引用段落:
- - - - -
PODKNN:面向大数据集的并行离群点检测算法

doi:10.11896/j.issn.1002-137X.2016.07.045

摘要/Abstract

摘要： 针对现有离群点检测算法在运用于大规模数据集时时间效率较低的问题,提出一种基于K近邻的并行离群点检测算法PODKNN (Parallel Outlier Detection Based on K-nearest Neighborhood)。该算法利用划分策略对数据集进行预处理,在规模较小的子集中寻找K近邻并计算离群度,最后合并结果并遴选出离群点,设计算法过程使其符合MapReduce的编程模型,实现并行化,从而提高了离群点检测算法处理大规模数据的计算效率。实验结果表明,PODKNN具有较高的加速比及较好的扩展性。

关键词: 数据挖掘,离群点检测,K近邻,MapReduce

Abstract: In order to improve the outlier detection algorithm’s efficiency of dealing with large-scale data set,a parallel outlier detection based on K-nearest neighborhood was put forward.This algorithm can find the K-nearest neighborhood and calculate the degrees of outliers by using partitioning strategy for pretreatment of data sets,and then it merges the results and selects outliers.The algorithm is designed to suit for the MapReduce programming model to implement parallelization and improve the computational efficiency of dealing with large-scale data sets.The experimental results show that the PODKNN has the advantages of high speedup and good scalability.
- - - - -
任务目标 A:
请更新列表中从"the bowstring ->"起至列表末尾止的各行，将其中的"dry grass"替换为"tall grass"，其余内容一律保持不变。
- - - - -
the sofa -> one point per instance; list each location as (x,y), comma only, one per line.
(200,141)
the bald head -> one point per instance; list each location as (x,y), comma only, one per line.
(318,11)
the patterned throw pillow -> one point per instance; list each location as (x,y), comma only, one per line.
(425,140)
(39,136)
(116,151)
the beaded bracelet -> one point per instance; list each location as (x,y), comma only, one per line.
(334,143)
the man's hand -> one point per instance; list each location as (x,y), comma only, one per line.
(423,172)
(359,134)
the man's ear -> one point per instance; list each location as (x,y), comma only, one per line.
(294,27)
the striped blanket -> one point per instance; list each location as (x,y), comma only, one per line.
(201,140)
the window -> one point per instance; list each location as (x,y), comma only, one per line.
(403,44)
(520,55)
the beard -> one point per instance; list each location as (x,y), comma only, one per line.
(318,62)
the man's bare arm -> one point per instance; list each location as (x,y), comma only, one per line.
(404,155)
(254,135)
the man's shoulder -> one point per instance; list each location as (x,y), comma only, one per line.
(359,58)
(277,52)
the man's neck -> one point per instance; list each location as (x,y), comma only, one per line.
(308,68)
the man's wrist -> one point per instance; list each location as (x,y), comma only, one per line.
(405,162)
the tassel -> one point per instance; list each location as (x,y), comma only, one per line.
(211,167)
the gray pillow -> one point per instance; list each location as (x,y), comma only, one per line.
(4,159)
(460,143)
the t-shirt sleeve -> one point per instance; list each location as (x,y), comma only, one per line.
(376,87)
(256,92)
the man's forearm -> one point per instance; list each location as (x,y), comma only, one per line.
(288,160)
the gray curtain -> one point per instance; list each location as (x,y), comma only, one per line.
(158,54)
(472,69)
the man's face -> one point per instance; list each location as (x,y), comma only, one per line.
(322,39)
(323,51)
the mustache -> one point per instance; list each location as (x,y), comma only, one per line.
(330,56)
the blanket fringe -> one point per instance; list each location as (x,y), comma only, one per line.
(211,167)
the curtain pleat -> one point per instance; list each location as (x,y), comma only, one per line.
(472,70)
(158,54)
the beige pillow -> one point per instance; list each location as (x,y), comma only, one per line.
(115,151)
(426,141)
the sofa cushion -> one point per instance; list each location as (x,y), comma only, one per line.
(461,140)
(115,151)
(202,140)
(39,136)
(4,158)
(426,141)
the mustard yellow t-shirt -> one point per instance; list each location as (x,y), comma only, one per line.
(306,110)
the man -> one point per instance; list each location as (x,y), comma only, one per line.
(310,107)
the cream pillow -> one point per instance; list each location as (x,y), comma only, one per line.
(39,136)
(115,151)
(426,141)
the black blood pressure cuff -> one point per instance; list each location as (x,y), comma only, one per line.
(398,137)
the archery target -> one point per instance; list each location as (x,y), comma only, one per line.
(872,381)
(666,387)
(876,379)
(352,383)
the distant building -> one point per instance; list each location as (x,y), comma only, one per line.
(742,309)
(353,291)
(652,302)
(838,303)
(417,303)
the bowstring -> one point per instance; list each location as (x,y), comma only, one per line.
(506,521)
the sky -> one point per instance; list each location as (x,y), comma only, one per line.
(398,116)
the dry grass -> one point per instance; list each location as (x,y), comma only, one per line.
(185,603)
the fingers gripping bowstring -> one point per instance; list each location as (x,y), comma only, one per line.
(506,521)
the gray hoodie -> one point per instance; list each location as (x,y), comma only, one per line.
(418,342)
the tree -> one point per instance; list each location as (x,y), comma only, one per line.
- - - - -
任务目标 B:
请将引用段落中以"摘要： 针对现有离群点检测算法"开头的一段改写为要点列表，并保留其主要事实。

练习输出 A:
the bowstring -> one point per instance; list each location as (x,y), comma only, one per line.
(506,521)
the sky -> one point per instance; list each location as (x,y), comma only, one per line.
(398,116)
the tall grass -> one point per instance; list each location as (x,y), comma only, one per line.
(185,603)
the fingers gripping bowstring -> one point per instance; list each location as (x,y), comma only, one per line.
(506,521)
the gray hoodie -> one point per instance; list each location as (x,y), comma only, one per line.
(418,342)
the tree -> one point per instance; list each location as (x,y), comma only, one per line.

练习输出 B:
- 问题：现有离群点检测算法运用于大规模数据集时，时间效率较低。
- 方法：提出基于K近邻的并行离群点检测算法PODKNN（Parallel Outlier Detection Based on K-nearest Neighborhood）。
- 步骤：利用划分策略对数据集进行预处理；在规模较小的子集中寻找K近邻并计算离群度；最后合并结果并遴选出离群点。
- 实现：算法过程符合MapReduce编程模型，实现并行化，提高了处理大规模数据的计算效率。
- 实验结果：PODKNN具有较高的加速比及较好的扩展性。